Soal Latihan
Ubah paragraf dalam dokumen di bawah yang diawali "Rao membuat perbandingan" menjadi daftar poin singkat yang tetap memuat fakta-fakta utamanya.

Rao membuat perbandingan jumlah karakter bahasa-bahasa primitif termasuk Sansekrta sebagai berikut: "Memang jauh lebih banyak jumlah karakter Cina atau Sumeria, tapi di bahasa-bahasa itu semua karakter mewakili satu makna Grammatical suatu kata atau Morpheme. Sedang dalam bahasa Sansekrta satu aksara Deva Nagari cuma melambangkan bunyi, cara baca, perubahan bentuk kata dan lain-lain dalam aturan Grammatical yang begitu rumit. Memang agak mirip dengan huruf-huruf Timur-Tengah kayak, Hibrani dan Arab namum jauh lebih rumit. Belum lagi tata bahasanya yang tidak konsisten jika digabungkan sebagai bahasa daratan Asia Selatan ke Barat."

Blok Data
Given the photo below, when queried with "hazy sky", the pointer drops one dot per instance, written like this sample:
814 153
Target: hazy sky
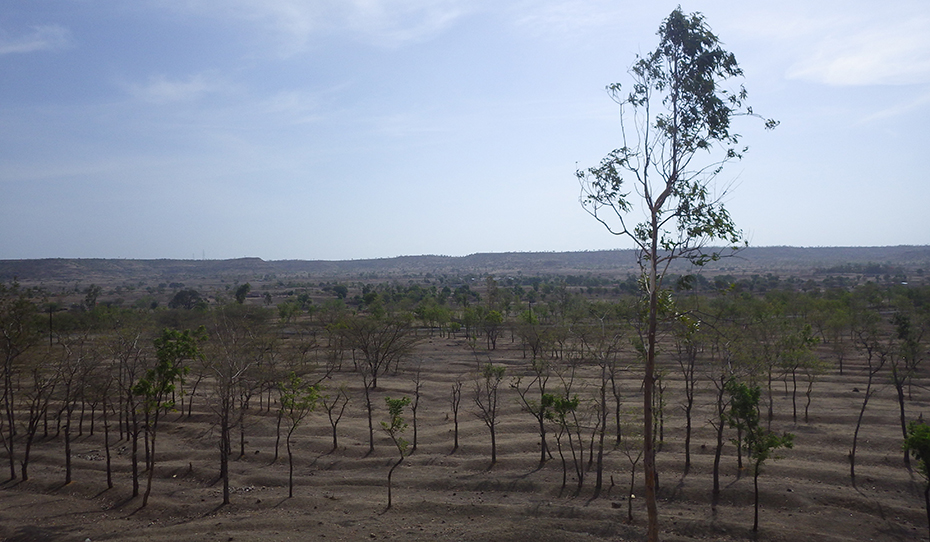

Jawaban Soal
- Rao membandingkan jumlah karakter bahasa-bahasa primitif, termasuk Sansekrta.
- Karakter Cina dan Sumeria jauh lebih banyak, tetapi setiap karakternya mewakili satu makna gramatikal suatu kata atau morfem.
- Dalam Sansekrta, satu aksara Deva Nagari hanya melambangkan bunyi, cara baca, perubahan bentuk kata, dan lain-lain dalam aturan gramatikal yang sangat rumit.
- Aksara tersebut agak mirip dengan huruf Timur Tengah seperti Hibrani dan Arab, tetapi jauh lebih rumit.
- Tata bahasanya tidak konsisten jika digabungkan sebagai bahasa daratan Asia Selatan ke Barat.